▶ [Short exercise 1]: In the post about the SRCNAT issue, which ports do the incoming firewall rules accept?

▶ [Source]:

SRCNAT issue

Hello,
we are trying to migrate from zyxel router to cloudcore box in production env. Once we have built a test lab to simulate traffic an issue showed up.
In this case we have:
public IP 1.1.1.1
local gateway 192.168.1.254
local device1 192.168.1.1
local device2 12.168.1.2

DST NATs
1.1.1.1:80 dstnat 192.168.1.1:80
1.1.1.1:443 dstnat 192.168.1.1:443
1.1.1.1:25 dstnat 192.168.1.2:25
SRC NAT
192.168.1.0/24 srcnat 1.1.1.1

After setting this up we applied also incoming firewall rules to accept only 80,443,25 according to dstnat setup. After we have turned on fw rules device2 were unable to reach its gateway.
When fw rules are turned off everything is wokring fine, outgoing traffic from device2 to internet(outside its subnet) is flowing. QUestion is if it is safe to have only DSTNAT set up without any other FW rules or is there a way how to setup this particular config with firewall rules?

thanks

Post the explicit firewall rules (i.e. /ip firewall export).

(Records from a collection)
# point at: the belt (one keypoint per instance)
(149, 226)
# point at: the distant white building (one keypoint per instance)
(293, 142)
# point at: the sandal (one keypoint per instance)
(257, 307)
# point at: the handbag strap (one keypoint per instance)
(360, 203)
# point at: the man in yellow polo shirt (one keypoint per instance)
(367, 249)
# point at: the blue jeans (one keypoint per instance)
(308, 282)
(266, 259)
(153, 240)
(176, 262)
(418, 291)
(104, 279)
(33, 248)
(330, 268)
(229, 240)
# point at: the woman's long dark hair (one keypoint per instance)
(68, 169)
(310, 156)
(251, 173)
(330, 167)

▶ [Short exercise 2]: Tally the lines of the listing that contain the string "point", matching case exactly, and give only the number.

▶ [Solution 1]: Ports 80, 443, and 25.

▶ [Solution 2]: 7